■ **TEXT SECTION**:
________________________________________

On Saturday, shortly after mid-day, it was Pan in Pandemonium, not Pandemic. It was the sound of clanking cookware clattering from the windows and on the streets.  Horns honked. People of all colors, wearing masks, danced, spun, and twirled on a triumphant, sunny afternoon.

Moments earlier, television news outlets, including the Fox Decision Desk, checked off the Pennsylvania box for Joe Biden and Kamala Harris, putting the Democratic ticket over the top. Meanwhile, Jim Failla, host of the Fox Across America radio show, offered a different story. Failla reported that Pennsylvania remained  undecided, claiming a 1.5% lead for the incumbent. There is no way to square the Fox Across America report with that of Fox election experts.

Failla acknowledged that Democrats and media declared the race over. He reported that the President pledged to fight the contest to the end, taking the case to the U.S. Supreme Court. Lawyers were filing lawsuits in the battleground states to challenge the results. None of those suits had a meaningful impact on counting or stopping the vote, requested willy-nilly by the President’s lawyers, depending upon whether Trump was leading or trailing in a particular state. One of the cases reached the Supreme Court in a way. Justice Samuel Alito, sitting for the Third Circuit, declined Trump’s request to stop the count of ballots received post-Election Day.

________________________________________

■ **RECORDED DATA**:

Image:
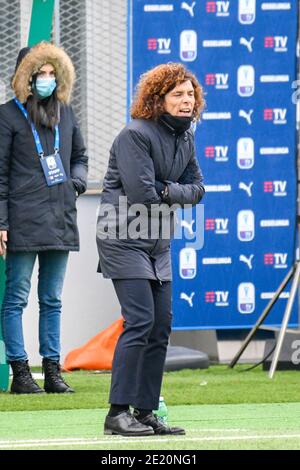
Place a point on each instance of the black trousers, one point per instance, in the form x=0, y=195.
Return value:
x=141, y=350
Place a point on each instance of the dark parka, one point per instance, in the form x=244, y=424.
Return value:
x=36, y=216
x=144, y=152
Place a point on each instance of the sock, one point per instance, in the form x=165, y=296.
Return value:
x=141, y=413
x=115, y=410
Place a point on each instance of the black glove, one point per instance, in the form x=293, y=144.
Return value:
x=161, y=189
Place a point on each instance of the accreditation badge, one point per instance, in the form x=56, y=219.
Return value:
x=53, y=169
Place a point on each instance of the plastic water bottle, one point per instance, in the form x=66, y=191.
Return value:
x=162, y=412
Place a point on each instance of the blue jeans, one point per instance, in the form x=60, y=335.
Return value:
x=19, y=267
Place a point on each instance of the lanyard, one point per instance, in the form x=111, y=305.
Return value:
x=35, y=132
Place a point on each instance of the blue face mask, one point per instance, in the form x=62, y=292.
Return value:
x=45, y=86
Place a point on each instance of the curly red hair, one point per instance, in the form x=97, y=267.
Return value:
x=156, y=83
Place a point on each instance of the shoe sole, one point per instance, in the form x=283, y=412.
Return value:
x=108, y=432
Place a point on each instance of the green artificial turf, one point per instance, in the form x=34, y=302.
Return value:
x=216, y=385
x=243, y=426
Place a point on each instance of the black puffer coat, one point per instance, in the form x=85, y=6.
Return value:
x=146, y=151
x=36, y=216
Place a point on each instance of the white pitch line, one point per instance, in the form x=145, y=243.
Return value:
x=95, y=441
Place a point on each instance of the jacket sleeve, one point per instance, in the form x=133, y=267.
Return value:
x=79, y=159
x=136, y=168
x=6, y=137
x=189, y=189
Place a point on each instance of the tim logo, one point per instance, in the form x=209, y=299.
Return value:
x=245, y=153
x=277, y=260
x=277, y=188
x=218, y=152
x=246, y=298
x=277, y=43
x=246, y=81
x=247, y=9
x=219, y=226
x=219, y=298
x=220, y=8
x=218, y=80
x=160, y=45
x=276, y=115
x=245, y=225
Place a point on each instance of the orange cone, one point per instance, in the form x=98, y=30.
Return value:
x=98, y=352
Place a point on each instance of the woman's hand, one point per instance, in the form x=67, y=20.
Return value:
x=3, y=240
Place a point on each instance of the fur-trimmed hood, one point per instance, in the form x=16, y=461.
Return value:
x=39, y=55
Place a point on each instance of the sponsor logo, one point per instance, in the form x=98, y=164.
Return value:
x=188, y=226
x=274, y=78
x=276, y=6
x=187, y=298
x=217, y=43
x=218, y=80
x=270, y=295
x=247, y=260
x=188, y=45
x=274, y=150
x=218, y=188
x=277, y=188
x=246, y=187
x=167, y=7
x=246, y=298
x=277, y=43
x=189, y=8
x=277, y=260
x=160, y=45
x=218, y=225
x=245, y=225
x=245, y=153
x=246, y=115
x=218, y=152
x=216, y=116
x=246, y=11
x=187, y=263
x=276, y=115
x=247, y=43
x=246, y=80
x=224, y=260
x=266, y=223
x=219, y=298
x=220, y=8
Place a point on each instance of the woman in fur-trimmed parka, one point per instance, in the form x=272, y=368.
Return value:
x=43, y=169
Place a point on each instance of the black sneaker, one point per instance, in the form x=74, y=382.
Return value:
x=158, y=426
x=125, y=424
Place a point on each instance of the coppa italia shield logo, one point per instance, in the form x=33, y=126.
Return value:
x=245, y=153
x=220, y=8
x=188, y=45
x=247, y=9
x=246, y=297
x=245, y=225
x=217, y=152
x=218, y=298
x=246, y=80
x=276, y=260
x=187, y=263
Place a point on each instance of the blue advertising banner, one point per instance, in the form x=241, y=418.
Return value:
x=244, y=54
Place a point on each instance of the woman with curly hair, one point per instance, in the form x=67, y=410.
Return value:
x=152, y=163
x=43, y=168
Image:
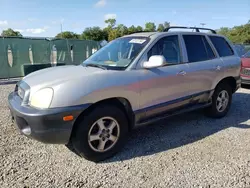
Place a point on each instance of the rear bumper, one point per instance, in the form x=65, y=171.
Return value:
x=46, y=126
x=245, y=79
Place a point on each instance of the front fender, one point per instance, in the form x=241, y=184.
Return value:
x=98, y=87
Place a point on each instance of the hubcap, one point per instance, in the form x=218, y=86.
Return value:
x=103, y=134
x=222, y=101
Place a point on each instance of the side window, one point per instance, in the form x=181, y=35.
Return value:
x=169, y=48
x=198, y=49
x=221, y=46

________________________________________

■ **APPLY WHAT YOU READ**:
1. According to the election-day text, why can the Fox Across America report not be reconciled with the Fox election experts?
2. List every person the election-day text mentions by name.
3. Write the next paragraph of the election-day text, following on from its last sentence.
The data above is separate material from the election-day text.

■ **ANSWERS BY ITEM**:
1. The Fox Decision Desk had called Pennsylvania for Joe Biden and Kamala Harris, putting the Democratic ticket over the top. Jim Failla, however, reported on Fox Across America that Pennsylvania was still undecided and claimed a 1.5% lead for the incumbent.

2. Joe Biden, Kamala Harris, Jim Failla, Samuel Alito, Trump

3.
Once the consensus election watchers called Arizona and Nevada for Biden the following day, the Pennsylvania vote was no longer necessary to secure Biden’s election. Biden has reached the required 270 votes without Pennsylvania’s 20. Trump’s best chance to discredit the 2020 count became all but irrelevant.

Failla meanwhile shifted into a philosophical mood. Being a commentator reliant on sports analogies, he likened the Trump Presidency to an administration temporarily interrupted but destined to rise again. He compared Trump’s defeat to the premature retirement of Michael Jordan. Jordan is generally considered the greatest basketball player of all time, who won three championships, took a year off to play minor league baseball, then returned to his Chicago Bulls to win three more before retiring for good.  Failla must think of the Trump administration as a high-water mark in the American government and his loss to Biden, a voluntary intermission. Unlike Michael Jordan, Trump will be leaving involuntarily.  Jordan stepped away after the first of two three-peats and, in large part, as a reaction to his father’s tragic death. Failla’s analogy predicts Trump running and winning in 2024.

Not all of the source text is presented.